→ Problem:
Swap "record the position" for "write down the coordinates" everywhere in the records below, leaving everything else unchanged, and omit the pictures from your copy.

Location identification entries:
⁂
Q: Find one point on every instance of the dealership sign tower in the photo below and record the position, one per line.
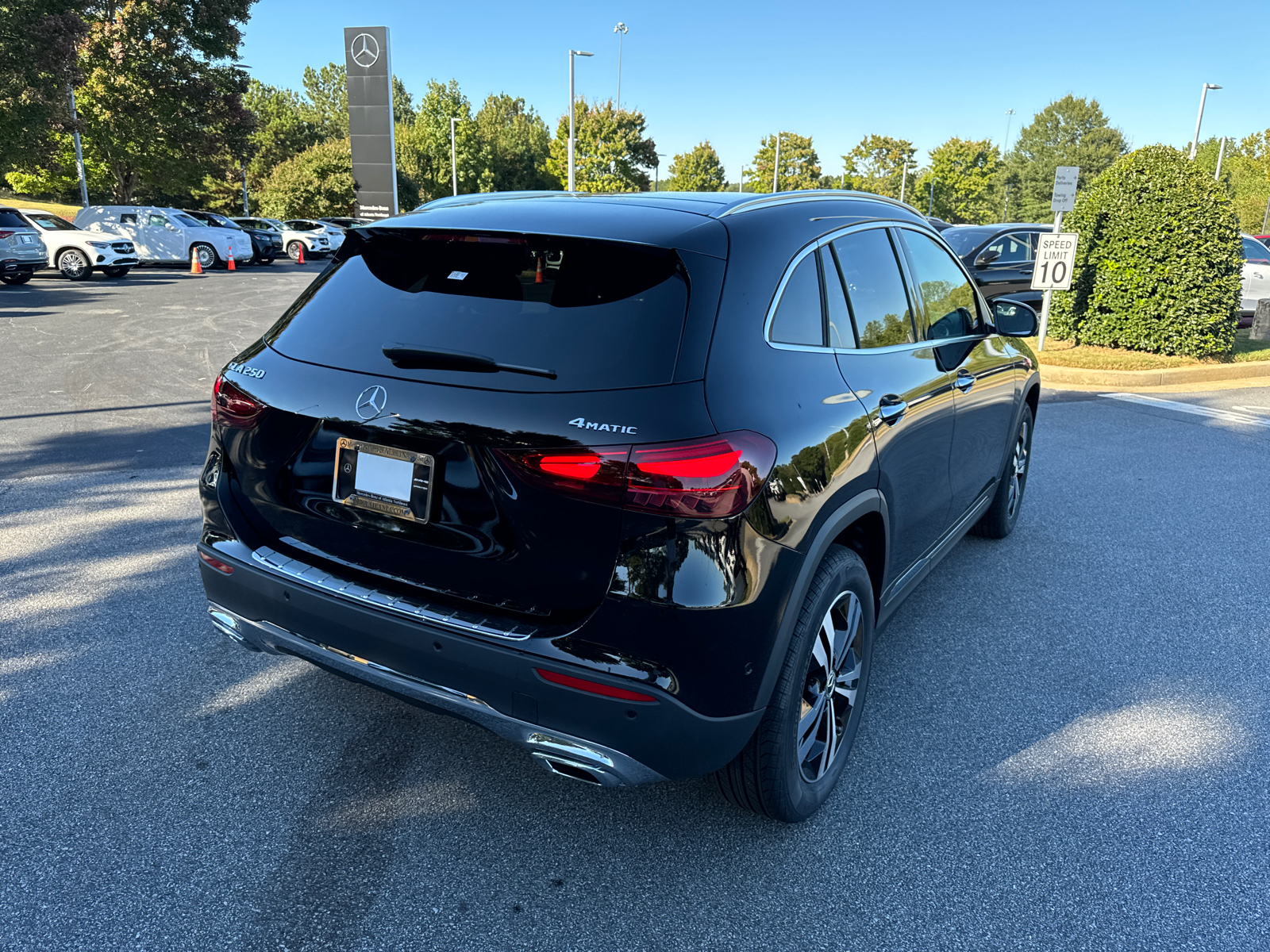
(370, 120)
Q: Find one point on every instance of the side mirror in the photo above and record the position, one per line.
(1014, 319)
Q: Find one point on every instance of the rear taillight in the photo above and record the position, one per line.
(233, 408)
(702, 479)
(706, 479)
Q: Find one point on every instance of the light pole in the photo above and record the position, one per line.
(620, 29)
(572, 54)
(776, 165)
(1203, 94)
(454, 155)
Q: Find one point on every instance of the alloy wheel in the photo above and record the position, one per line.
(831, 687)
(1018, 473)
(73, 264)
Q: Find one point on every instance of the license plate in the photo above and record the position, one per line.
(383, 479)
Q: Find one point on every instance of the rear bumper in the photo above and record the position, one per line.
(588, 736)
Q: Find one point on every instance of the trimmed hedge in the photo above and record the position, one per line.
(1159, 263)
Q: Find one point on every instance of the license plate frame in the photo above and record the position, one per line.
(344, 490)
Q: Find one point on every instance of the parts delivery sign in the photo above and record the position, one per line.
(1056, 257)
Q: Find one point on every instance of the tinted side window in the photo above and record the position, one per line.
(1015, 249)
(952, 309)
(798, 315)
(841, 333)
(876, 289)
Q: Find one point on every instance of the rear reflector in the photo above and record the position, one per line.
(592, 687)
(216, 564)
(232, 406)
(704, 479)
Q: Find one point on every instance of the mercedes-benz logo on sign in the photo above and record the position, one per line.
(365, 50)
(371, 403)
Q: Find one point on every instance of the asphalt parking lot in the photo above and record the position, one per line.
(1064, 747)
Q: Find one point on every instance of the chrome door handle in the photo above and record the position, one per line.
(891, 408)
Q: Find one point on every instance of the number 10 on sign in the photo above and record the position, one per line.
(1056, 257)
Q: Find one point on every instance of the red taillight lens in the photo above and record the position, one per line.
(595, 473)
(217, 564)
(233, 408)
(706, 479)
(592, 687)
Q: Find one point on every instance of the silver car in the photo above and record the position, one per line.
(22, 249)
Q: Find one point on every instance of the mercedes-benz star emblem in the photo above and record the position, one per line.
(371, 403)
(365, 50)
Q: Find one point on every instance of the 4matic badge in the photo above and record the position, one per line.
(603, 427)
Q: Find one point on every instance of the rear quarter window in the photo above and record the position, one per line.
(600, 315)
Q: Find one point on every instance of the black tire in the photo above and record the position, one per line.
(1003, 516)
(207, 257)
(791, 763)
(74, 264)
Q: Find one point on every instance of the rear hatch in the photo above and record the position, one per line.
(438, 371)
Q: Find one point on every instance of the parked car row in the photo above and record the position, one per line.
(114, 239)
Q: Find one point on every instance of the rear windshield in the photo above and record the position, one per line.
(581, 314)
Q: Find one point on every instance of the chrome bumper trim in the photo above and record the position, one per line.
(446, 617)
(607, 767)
⁂
→ Finished task:
Q: Find one point on every instance of the dealership sign tower in the photo below and write down the coordinates, one per line.
(370, 120)
Q: Find one point on every instance of the side mirror in the photo above and write down the coordinates, one per line.
(1014, 319)
Q: Find one point on every instance of the rear taillight in the photo above and write down the coordinates, one per line.
(233, 408)
(702, 479)
(706, 479)
Q: Find one point on every instance of the light pole in the photo above and write down the coordinates, one per line.
(620, 29)
(572, 54)
(776, 165)
(1203, 94)
(454, 155)
Q: Find one point on every instance of the alloy wheel in the photo above and write down the coordinates, one per line.
(831, 687)
(1018, 473)
(73, 264)
Q: Find one point on every instance of the license plate in the photo above and write down the coordinates, one per line.
(383, 479)
Q: Find one point on every instance of the rear bumper in the photo above and write down the coordinates, one per line.
(588, 736)
Q: Find one point on every instance of the trimmed hedge in the photo above and write down the coordinates, one per line.
(1159, 263)
Q: Find one point on every instance of the license plate frame in the photo above and write down the coordinates, one per line.
(344, 490)
Q: Find one point on every instance of the parts delivery sign in the photo above and write down the coordinates, one per line.
(1056, 257)
Q: Find one point on every instance of the tinted side window in the photo above and write down the coordinates, one per line.
(1015, 249)
(952, 309)
(798, 315)
(841, 333)
(876, 289)
Q: Find one point on every instance of the rear reflector in the photo above and write down the coordinates, one per line.
(592, 687)
(216, 564)
(232, 406)
(704, 479)
Q: Find one point on every instance of the mercedes-benz logo on sign in the photo above and write down the coordinates, one per line.
(365, 50)
(371, 403)
Q: Find one point on every instance of the asphalt parking lot in the photo above and write down the coordinates, one per line.
(1064, 747)
Q: Find one point on every instance of the chrome door handle in the photo above and write down the coordinates, one per line.
(891, 408)
Q: Find one point on every instance of the number 10 on sign in the photo above and write down the coordinates, one per line.
(1056, 257)
Q: Find one point on every instance of the red taillight lens in the photo above and write down the coordinates, one per line.
(595, 473)
(217, 564)
(233, 408)
(706, 479)
(592, 687)
Q: Find one point on every instance of the silver car in the photo above and write down the coordinates, one per line.
(22, 249)
Q: Find one point on every instance of the mercedes-benz star emblem in the photo above and write down the coordinates, one per line.
(371, 403)
(365, 50)
Q: Find one point on every instance of the 4matic badge in the photo above and write down the coordinates, one per line.
(603, 427)
Q: Find one point on every instance of the rear quarter window in the photo above and write down the coordinates, one per line.
(600, 315)
Q: Find one point on every instance of the black tire in the photo above and write down the coordinates, one per line.
(1003, 516)
(207, 257)
(791, 763)
(74, 264)
Q: Find one point on every instance of the rear hatch in the photo above and write down the coordinates, one per line.
(438, 371)
Q: Find one point on every instance of the parked car row in the photo above and write down the coordinates, one per line.
(114, 239)
Q: Find one point on every instance of the rear windshield in the photo above and write down the coordinates, one per line.
(581, 314)
Q: Find one point on every instance of the chrome bumper trim in the photo above and write down the coordinates, one per line.
(446, 617)
(607, 767)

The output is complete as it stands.